Nobel Prize in Medicine goes to Japan’s Honjo whose research is fuelled by curiosity

American James Allison of the University of Texas is the other prize recipient. The two researchers discovered that inhibiting certain proteins can suppress the progress of cancer. Honjo’s research has been guided by the six Cs: curiosity, courage, challenge, confidence, concentration and continuation.


Kyoto (AsiaNews/Agencies) – Tasuku Honjo, from Japan, and James Allison, from the United States, won the 2018 Nobel Prize in Physiology or Medicine for their cancer research.

Honjo, 76, works at the University of Kyoto, which is where he received the news about the award.

Reacting to the decision of the Nobel assembly at the Karolinska Institutet in Stockholm, which picks the recipients, he said that curiosity has always guided his research.

The Japanese researcher shares the prize with a James Allison, a US immunologist at the MD Anderson Cancer Center, University of Texas.

The two scientists were cited for "their discovery of cancer therapy by inhibition of negative immune regulation." In other words, the two researchers were the first to realise the potential of immunotherapy.

Specifically, they discovered proteins responsible for suppressing immune responses to cancer. Once those proteins are inhibited, the immune system can be activated to fight cancer cells.

"I think it is important to continue until one can confirm the results with one's own eyes," said Honjo, who celebrated the award with his research team.

Honjo said that since his college days, he has been driven by the six Cs: curiosity, courage, challenge, confidence, concentration and continuation.

As an encouragement to students and younger researchers, he said, "What is important is to always hold a feeling of wanting to know something and to hold a sense of wonder.”

To maintain this, “Do not trust what is written in textbooks. You should have a feeling of wanting to find out what is really going on. Do not give up."

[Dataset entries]
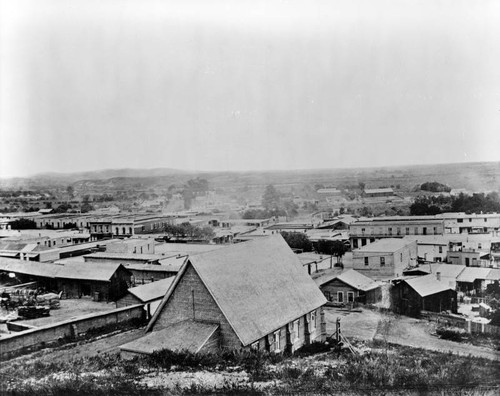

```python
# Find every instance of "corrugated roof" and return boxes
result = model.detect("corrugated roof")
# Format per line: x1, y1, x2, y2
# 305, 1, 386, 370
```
85, 252, 165, 262
337, 269, 379, 291
415, 263, 467, 278
403, 275, 453, 297
355, 238, 412, 253
55, 263, 127, 281
314, 269, 380, 291
365, 188, 394, 194
120, 320, 219, 354
128, 276, 175, 302
0, 258, 127, 282
148, 235, 326, 345
457, 267, 500, 283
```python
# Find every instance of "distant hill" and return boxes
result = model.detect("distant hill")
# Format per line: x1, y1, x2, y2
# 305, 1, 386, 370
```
0, 162, 500, 192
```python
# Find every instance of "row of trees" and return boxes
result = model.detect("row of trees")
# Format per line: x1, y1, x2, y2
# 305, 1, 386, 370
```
163, 222, 215, 241
410, 192, 500, 216
242, 185, 298, 219
281, 231, 347, 263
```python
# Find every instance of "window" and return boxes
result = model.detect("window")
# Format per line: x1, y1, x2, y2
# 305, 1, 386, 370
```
347, 292, 354, 302
337, 292, 344, 302
274, 330, 280, 352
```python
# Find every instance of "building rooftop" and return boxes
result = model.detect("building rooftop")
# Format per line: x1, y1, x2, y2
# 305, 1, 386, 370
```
148, 235, 326, 345
128, 276, 175, 303
0, 257, 129, 282
457, 267, 500, 283
354, 238, 412, 253
404, 275, 453, 297
85, 252, 165, 262
155, 243, 225, 256
365, 187, 394, 194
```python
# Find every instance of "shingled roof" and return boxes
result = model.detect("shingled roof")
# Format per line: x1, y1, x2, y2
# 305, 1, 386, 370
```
128, 276, 175, 303
0, 259, 129, 282
147, 235, 326, 345
315, 269, 380, 291
404, 275, 453, 297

> _EXERCISES TO COMPLETE_
1/ List the six Cs that the Nobel Prize article says have driven Honjo since his college days.
2/ Based on the Nobel Prize article, do these statements agree with it? (a) Honjo received the news of the award at the University of Kyoto. (b) James Allison works at the Karolinska Institutet. (c) Honjo advised students to trust what textbooks say. Answer yes or no for each and quote the deciding words.

> _RESPONSES IN ORDER_
1/ Curiosity, courage, challenge, confidence, concentration and continuation.

2/
(a) Yes: "works at the University of Kyoto, which is where he received the news about the award."
(b) No: "a US immunologist at the MD Anderson Cancer Center, University of Texas."
(c) No: "Do not trust what is written in textbooks."